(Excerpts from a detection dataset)

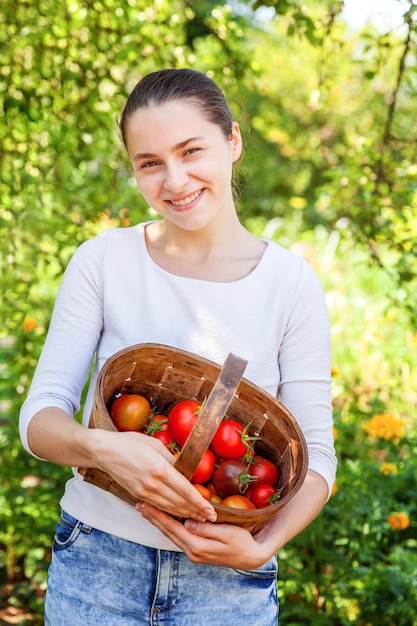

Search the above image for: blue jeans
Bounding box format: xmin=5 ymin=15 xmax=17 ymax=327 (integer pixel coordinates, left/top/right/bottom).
xmin=45 ymin=513 xmax=278 ymax=626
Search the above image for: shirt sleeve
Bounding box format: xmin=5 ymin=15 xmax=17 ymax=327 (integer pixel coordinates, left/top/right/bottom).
xmin=19 ymin=235 xmax=106 ymax=456
xmin=279 ymin=262 xmax=337 ymax=497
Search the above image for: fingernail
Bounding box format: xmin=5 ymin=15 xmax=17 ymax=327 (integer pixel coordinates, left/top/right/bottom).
xmin=204 ymin=509 xmax=217 ymax=522
xmin=184 ymin=518 xmax=197 ymax=530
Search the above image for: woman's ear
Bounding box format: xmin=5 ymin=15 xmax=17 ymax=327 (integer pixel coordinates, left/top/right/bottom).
xmin=231 ymin=122 xmax=243 ymax=163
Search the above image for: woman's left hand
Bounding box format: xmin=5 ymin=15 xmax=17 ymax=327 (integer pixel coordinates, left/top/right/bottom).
xmin=136 ymin=504 xmax=274 ymax=570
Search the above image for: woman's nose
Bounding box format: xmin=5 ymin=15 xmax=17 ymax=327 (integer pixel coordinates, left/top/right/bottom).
xmin=164 ymin=164 xmax=189 ymax=192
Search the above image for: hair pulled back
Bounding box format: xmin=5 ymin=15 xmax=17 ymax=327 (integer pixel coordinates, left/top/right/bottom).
xmin=120 ymin=68 xmax=233 ymax=146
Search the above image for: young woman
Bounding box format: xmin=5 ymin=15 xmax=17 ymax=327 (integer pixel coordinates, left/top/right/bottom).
xmin=20 ymin=69 xmax=336 ymax=626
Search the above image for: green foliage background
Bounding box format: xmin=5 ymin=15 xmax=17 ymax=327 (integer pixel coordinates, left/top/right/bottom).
xmin=0 ymin=0 xmax=417 ymax=626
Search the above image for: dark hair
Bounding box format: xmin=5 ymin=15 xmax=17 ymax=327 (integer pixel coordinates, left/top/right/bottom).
xmin=119 ymin=69 xmax=233 ymax=146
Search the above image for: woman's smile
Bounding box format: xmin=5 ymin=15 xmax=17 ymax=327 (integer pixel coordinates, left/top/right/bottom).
xmin=166 ymin=189 xmax=204 ymax=210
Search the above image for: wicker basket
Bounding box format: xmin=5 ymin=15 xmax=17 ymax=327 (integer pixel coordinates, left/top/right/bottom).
xmin=79 ymin=343 xmax=307 ymax=533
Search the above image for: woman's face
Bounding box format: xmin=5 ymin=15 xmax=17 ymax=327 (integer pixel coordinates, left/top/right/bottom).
xmin=126 ymin=99 xmax=242 ymax=231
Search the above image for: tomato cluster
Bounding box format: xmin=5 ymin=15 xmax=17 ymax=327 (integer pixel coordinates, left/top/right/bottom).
xmin=110 ymin=394 xmax=280 ymax=509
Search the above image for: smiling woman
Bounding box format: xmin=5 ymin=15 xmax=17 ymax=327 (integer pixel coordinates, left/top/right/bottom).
xmin=20 ymin=69 xmax=336 ymax=626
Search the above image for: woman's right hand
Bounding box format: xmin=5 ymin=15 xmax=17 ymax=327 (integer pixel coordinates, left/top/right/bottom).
xmin=87 ymin=429 xmax=216 ymax=522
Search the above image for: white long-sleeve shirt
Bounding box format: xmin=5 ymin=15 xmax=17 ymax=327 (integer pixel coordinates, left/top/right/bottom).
xmin=20 ymin=224 xmax=336 ymax=550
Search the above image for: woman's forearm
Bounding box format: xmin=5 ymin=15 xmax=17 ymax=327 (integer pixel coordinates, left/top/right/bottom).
xmin=28 ymin=407 xmax=101 ymax=467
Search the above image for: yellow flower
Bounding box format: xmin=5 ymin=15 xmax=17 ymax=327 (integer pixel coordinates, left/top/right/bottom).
xmin=23 ymin=315 xmax=38 ymax=331
xmin=364 ymin=413 xmax=404 ymax=439
xmin=387 ymin=513 xmax=410 ymax=530
xmin=379 ymin=463 xmax=398 ymax=476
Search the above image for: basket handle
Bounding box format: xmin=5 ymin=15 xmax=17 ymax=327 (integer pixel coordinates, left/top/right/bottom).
xmin=174 ymin=353 xmax=248 ymax=480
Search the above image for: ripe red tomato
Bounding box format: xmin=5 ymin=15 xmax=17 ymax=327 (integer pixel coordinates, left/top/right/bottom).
xmin=168 ymin=400 xmax=201 ymax=446
xmin=249 ymin=454 xmax=279 ymax=487
xmin=221 ymin=495 xmax=256 ymax=510
xmin=145 ymin=413 xmax=168 ymax=436
xmin=212 ymin=459 xmax=251 ymax=498
xmin=110 ymin=393 xmax=151 ymax=431
xmin=249 ymin=483 xmax=279 ymax=509
xmin=194 ymin=483 xmax=211 ymax=500
xmin=211 ymin=419 xmax=248 ymax=459
xmin=191 ymin=449 xmax=216 ymax=483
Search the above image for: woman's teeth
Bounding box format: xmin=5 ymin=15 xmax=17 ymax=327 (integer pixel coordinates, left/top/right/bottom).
xmin=171 ymin=191 xmax=201 ymax=206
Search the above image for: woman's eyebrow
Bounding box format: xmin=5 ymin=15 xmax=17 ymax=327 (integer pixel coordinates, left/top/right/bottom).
xmin=133 ymin=137 xmax=204 ymax=161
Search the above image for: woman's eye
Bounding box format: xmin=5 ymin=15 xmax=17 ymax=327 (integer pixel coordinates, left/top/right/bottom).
xmin=140 ymin=161 xmax=159 ymax=169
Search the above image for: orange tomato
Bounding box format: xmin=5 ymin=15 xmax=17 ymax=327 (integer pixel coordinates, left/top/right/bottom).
xmin=110 ymin=393 xmax=151 ymax=431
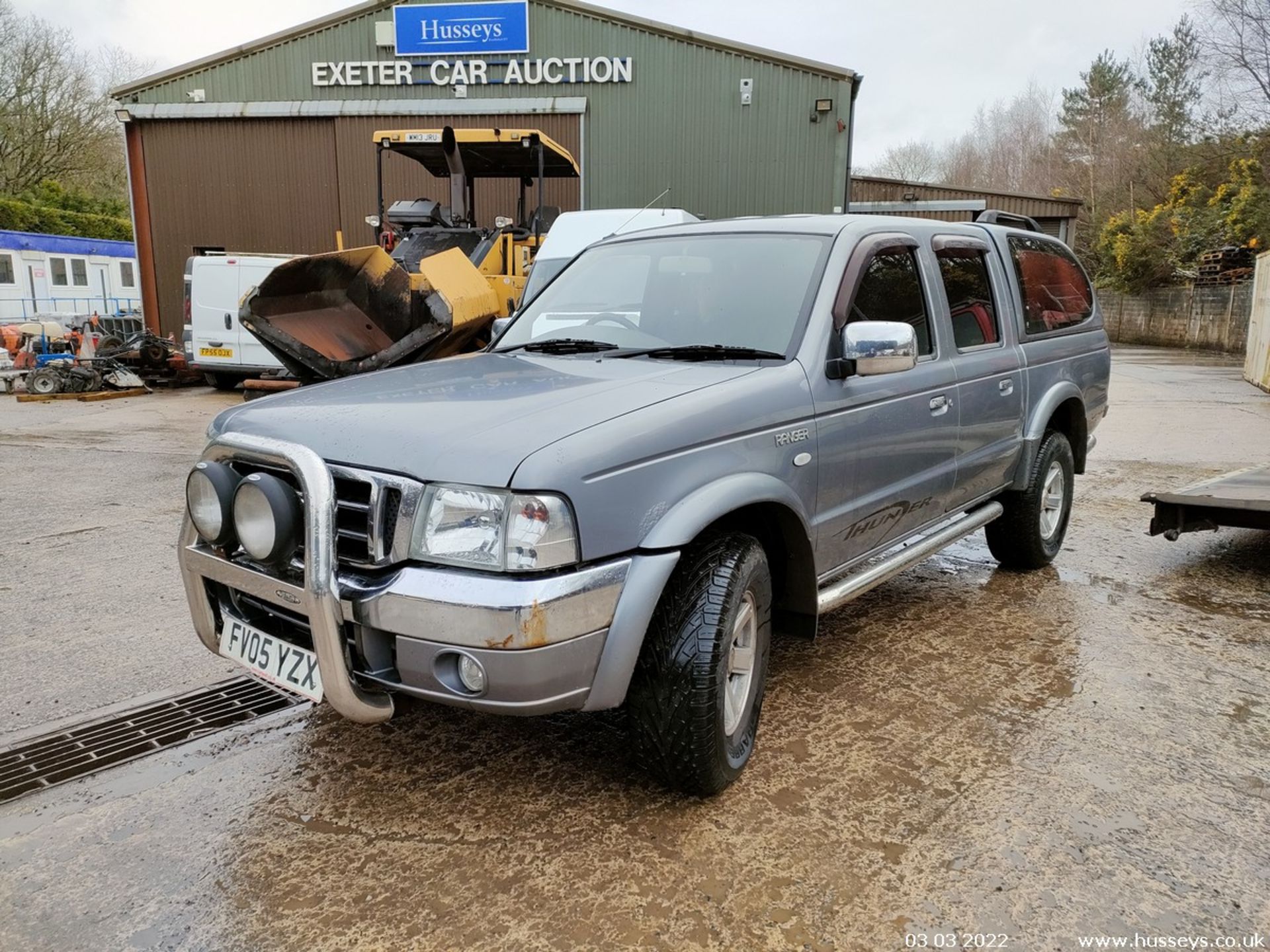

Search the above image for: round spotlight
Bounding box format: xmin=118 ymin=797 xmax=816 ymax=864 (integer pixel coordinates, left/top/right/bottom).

INSTRUCTIONS FOR THE TASK — Reproduce the lines starting at the one containing "Search the above image for: woman's ear" and ending at the one containing "xmin=136 ymin=504 xmax=274 ymax=570", shifting every bounding box coordinate in the answers by adding 145 and leaving all other lines unchanged.

TASK SOLUTION —
Search the above image for: woman's ear
Bounding box format: xmin=5 ymin=15 xmax=17 ymax=327 (integer pixel coordinates, left/top/right/bottom).
xmin=376 ymin=267 xmax=388 ymax=308
Search the above image for: woman's left hand
Bounding box format: xmin=5 ymin=15 xmax=17 ymax=327 (integer pixel coordinates, left/top/right/bottom).
xmin=281 ymin=649 xmax=419 ymax=715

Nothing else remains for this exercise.